== SUPPLIED PASSAGE ==
┌────────
Any good compliance officer or securities lawyer knows to expect the unexpected when it comes to the unrelated matters that so often get spliced into Congressional legislation. That was certainly the case with the December passage of the Fixing America’s Surface Transportation (FAST) Act, five-year spending plan for improving the nation’s transportation infrastructure.
Tucked into the bill are a variety of decidedly non-transportation-related requirements for the Securities and Exchange Commission regarding its ongoing review of its disclosure regime’s effectiveness, emerging growth companies, and unregistered securities offerings.
“There were a number of proposals that have been floating around since the JOBS Act,” says Joshua Wechsler, a partner with law firm Fried Frank. “There has been talk of a JOBS Act 2.0, and these were probably JOBS Act 1.5 because they don’t go as far as some of the things that were talked about.”
└────────
== DATASET EXCERPTS ==
┌────────
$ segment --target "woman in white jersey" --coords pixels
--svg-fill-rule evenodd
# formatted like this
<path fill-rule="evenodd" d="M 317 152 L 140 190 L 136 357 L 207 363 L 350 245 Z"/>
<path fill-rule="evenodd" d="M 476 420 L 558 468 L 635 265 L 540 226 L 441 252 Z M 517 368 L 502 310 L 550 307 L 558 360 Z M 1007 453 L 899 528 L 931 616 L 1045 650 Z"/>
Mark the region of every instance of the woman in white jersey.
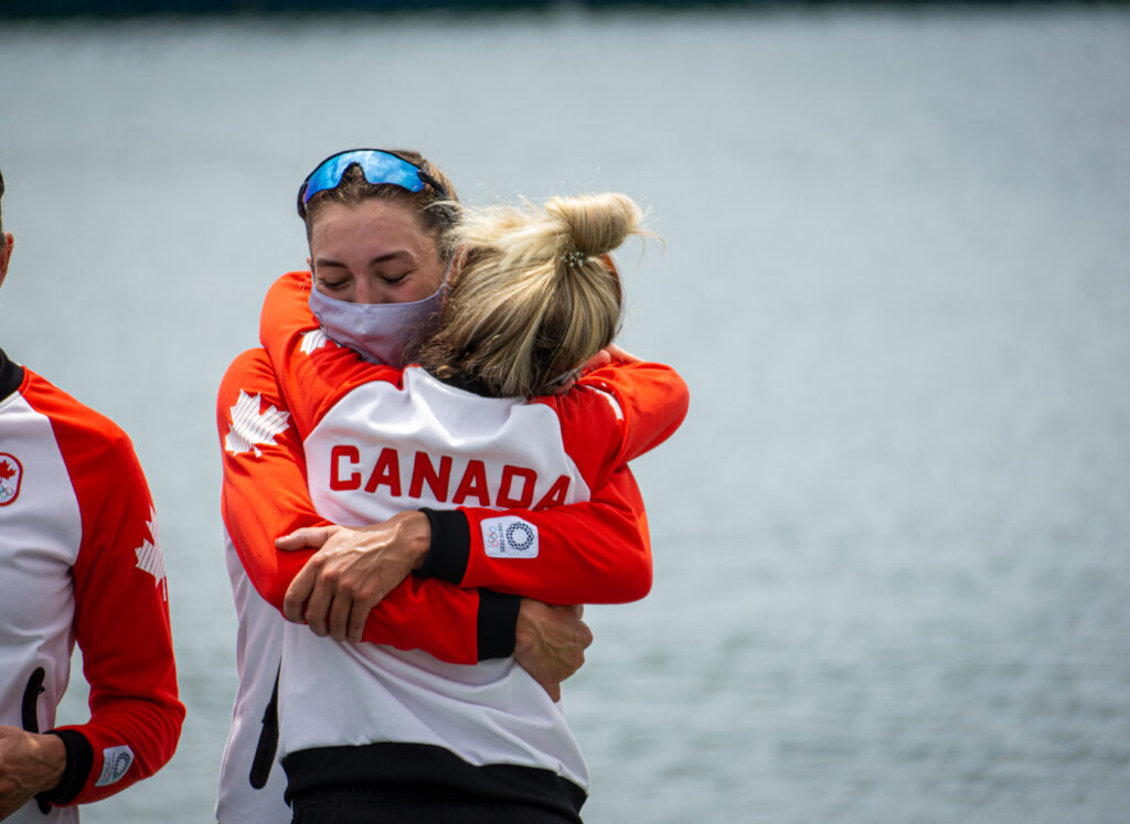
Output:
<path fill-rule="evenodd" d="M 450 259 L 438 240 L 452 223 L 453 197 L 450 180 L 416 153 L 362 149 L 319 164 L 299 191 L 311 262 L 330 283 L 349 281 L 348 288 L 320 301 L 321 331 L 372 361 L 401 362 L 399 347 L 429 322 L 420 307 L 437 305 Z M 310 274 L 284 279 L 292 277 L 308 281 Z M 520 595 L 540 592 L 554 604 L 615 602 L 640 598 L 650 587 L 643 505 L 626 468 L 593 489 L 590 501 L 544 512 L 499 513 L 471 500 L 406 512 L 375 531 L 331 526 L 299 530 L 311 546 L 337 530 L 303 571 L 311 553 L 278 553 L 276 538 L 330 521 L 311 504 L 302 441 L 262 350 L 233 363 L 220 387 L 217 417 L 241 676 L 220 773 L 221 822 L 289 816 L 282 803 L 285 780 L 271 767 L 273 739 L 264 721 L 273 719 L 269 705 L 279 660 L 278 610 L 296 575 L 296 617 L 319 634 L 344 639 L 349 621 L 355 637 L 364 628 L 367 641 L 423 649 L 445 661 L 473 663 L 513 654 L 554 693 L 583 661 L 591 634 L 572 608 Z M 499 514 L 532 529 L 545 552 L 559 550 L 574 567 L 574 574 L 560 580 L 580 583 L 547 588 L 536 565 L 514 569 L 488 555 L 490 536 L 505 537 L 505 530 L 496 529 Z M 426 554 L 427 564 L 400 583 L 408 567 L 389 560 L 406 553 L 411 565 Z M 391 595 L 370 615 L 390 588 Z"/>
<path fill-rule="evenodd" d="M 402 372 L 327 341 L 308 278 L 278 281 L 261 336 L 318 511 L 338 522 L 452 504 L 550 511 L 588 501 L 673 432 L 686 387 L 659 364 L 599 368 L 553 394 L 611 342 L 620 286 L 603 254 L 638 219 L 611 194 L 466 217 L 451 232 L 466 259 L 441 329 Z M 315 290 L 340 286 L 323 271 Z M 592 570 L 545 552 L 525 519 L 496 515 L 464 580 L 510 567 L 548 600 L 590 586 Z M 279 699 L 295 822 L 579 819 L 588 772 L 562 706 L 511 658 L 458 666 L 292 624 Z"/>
└────────
== OBJECTIVE ==
Carry on the passage about the FAST Act's securities provisions from the point where it stops.

== ANSWER TO THIS EXERCISE ==
Of particular note are new requirements intended to prod along the SEC’s disclosure review process—an effort to streamline filings, reduce duplication, and slice away puffery—initially mandated by the JOBS Act.
The FAST Act requires the SEC, in consultation with its Investor Advisory Committee and the Advisory Committee on Small and Emerging Companies, to conduct a study of Regulation S-K’s regime for public company disclosure requirements, report to Congress on that study within 360 days, and issue proposed rules within another 360 days.
“There were a number of proposals that have been floating around since the JOBS Act. There has been talk of a JOBS Act 2.0, and these were probably JOBS Act 1.5 because they don’t go as far as some of the things that were talked about.”
Joshua Wechsler, Partner, Fried Frank
Those recommendations should elaborate on plans to modernize and simplify Regulation S-K, packaging information that is material to investors in a way that is more cost-effective and less burdensome for issuers. The intent is to eliminate “boilerplate or static requirements,” discourage duplication and repetition, and cut down on the immaterial information that often clutters 10-K and other filings.
A related inclusion requires the SEC to issue regulations to permit issuers to submit a 10-K summary page, provided that its information is cross-referenced to relevant portions of the 10-K through hyperlinks or other means.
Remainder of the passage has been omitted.